Work order ▸ Return the records verbatim.

[Start of section]

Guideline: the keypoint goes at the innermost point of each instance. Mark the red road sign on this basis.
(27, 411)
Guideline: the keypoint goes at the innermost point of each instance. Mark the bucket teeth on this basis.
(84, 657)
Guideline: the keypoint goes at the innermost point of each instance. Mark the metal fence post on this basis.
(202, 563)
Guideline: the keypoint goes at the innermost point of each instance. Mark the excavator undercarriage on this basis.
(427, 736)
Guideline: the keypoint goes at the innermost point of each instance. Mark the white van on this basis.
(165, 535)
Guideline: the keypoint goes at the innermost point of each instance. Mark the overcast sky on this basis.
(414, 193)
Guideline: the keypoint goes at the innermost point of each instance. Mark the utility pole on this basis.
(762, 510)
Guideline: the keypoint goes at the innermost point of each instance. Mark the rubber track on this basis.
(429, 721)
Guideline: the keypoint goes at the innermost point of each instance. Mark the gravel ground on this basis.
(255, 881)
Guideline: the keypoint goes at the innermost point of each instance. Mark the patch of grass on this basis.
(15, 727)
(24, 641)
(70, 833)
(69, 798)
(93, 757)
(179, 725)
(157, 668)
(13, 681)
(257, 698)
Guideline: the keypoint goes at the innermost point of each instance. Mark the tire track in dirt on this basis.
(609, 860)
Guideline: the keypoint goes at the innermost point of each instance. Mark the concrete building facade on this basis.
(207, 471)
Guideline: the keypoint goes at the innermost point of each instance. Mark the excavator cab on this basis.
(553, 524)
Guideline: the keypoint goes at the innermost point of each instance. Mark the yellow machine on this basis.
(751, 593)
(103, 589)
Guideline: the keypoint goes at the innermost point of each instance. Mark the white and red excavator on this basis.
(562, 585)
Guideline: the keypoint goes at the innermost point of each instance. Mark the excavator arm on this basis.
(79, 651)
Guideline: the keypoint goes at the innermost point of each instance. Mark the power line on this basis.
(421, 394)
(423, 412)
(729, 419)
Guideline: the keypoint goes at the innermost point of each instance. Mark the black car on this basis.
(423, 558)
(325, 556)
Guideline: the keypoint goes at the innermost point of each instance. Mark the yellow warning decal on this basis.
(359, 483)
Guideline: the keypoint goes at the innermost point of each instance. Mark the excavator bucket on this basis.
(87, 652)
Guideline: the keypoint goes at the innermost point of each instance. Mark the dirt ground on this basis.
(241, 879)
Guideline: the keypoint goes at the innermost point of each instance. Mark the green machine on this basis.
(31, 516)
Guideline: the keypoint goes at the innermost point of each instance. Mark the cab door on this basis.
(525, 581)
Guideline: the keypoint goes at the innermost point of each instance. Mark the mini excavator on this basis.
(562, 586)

[End of section]

Expected answer ▸
Guideline: the keypoint goes at the innermost point of each instance. Mark the red road sign on this basis.
(27, 411)
Guideline: the keypoint goes at the innermost point of each instance. Mark the bucket teeth on this basis.
(84, 657)
Guideline: the keypoint goes at the innermost point of each instance. Mark the metal fence post on this basis.
(202, 563)
Guideline: the keypoint goes at the innermost point of each instance. Mark the excavator undercarriage on this basis.
(427, 736)
Guideline: the keypoint goes at the innermost point of each instance. Mark the white van on this basis.
(165, 535)
Guideline: the keypoint goes at the innermost point of each instance. Mark the overcast sky on this basis.
(414, 193)
Guideline: the keypoint goes at the innermost point of each instance. Mark the utility pole on this basis.
(762, 510)
Guideline: the keypoint goes at the innermost point of each instance. Mark the rubber track on this basis.
(429, 721)
Guideline: the keypoint goes at the innermost point of each instance. Mark the gravel ground on this basis.
(255, 881)
Guideline: the keypoint goes at the innermost point of each instance. Mark the patch of grass on this basis.
(15, 727)
(24, 641)
(70, 833)
(69, 798)
(93, 757)
(179, 725)
(157, 668)
(13, 681)
(257, 698)
Guideline: the keypoint goes at the innermost point of each instance. Mark the tire track in dirt on this basis.
(609, 860)
Guideline: the keypoint goes at the innermost point of each instance. Mark the concrete building facade on this basis.
(207, 471)
Guideline: the keypoint goes at the innermost point of each instance. Mark the excavator cab on this basis.
(553, 524)
Guideline: the keypoint goes at the innermost point of each instance. Mark the yellow machine on this basis.
(751, 593)
(103, 589)
Guideline: the keypoint goes at the innermost point of each instance. Mark the white and red excavator on this basis.
(562, 585)
Guideline: the keypoint goes at the innermost point of each instance. Mark the excavator arm on this basis.
(79, 651)
Guideline: the keypoint goes at the innermost point of each instance. Mark the power line on this basis.
(421, 394)
(423, 412)
(729, 419)
Guideline: the keypoint goes at the innermost point of each instance. Mark the black car on this basis.
(423, 558)
(325, 556)
Guideline: the keypoint goes at the innermost point of each instance. Mark the yellow warning decal on this basis.
(359, 483)
Guideline: the keypoint goes at the innermost point of each instance. Mark the excavator bucket on this basis.
(87, 652)
Guideline: the keypoint goes at the innermost point of each instance. Mark the dirt ground on this basis.
(241, 879)
Guideline: the keypoint goes at the innermost point of each instance. Mark the green machine on this basis.
(31, 516)
Guideline: the keypoint goes at the innermost point of each instance. Mark the cab door on this basis.
(525, 581)
Guideline: the keypoint goes at the innermost point of each instance. Mark the mini excavator on this basis.
(562, 586)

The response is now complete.